-- Data provided follows --

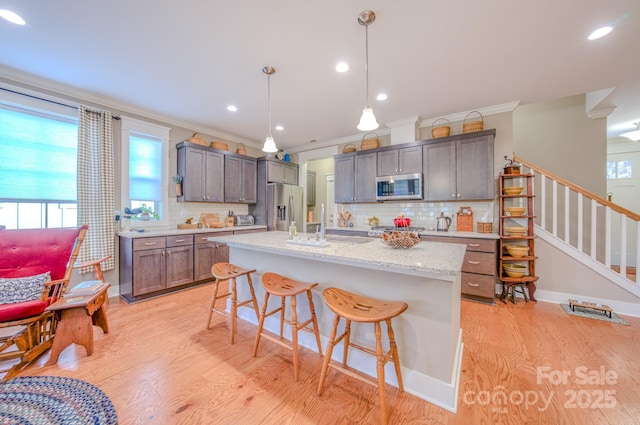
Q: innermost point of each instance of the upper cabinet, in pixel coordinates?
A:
(459, 170)
(202, 174)
(240, 179)
(209, 175)
(282, 172)
(400, 161)
(355, 178)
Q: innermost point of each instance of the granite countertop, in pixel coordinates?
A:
(171, 232)
(440, 260)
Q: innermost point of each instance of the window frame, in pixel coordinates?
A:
(132, 125)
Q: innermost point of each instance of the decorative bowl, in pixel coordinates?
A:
(514, 211)
(517, 250)
(514, 190)
(514, 270)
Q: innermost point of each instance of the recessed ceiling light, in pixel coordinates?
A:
(342, 67)
(599, 33)
(11, 17)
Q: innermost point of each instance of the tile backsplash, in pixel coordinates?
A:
(422, 214)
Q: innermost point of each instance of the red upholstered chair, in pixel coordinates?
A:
(26, 329)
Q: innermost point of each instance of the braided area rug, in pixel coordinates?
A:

-- Data provided concluded --

▶ **Task goal**:
The expected output is every record above, copied exactly, without pictures.

▶ **Reply**:
Q: innermost point of each instance of the upper cabinet, in pixel coordinates?
A:
(459, 170)
(202, 174)
(240, 179)
(209, 175)
(282, 172)
(400, 161)
(355, 178)
Q: innermost point of each instance of the granite countertop, in pixel coordinates?
A:
(171, 232)
(440, 260)
Q: innermost point of each instance of the window frame, in pixel coordinates?
A:
(132, 125)
Q: innermost point of each instance of the decorative bowl, in pixel coordinates?
A:
(514, 211)
(517, 250)
(514, 190)
(514, 270)
Q: innermost point of each instance of the recessed ceiling light, in pixel coordinates?
A:
(342, 67)
(599, 33)
(11, 17)
Q: innermost point of each instance of the tile backsplash, in pixel coordinates?
A:
(422, 214)
Q: innermost point of each instance of the red upholstered chair, in pixel coordinates?
A:
(26, 329)
Q: innermost point of each instance of the braided area rug, in pixel coordinates?
A:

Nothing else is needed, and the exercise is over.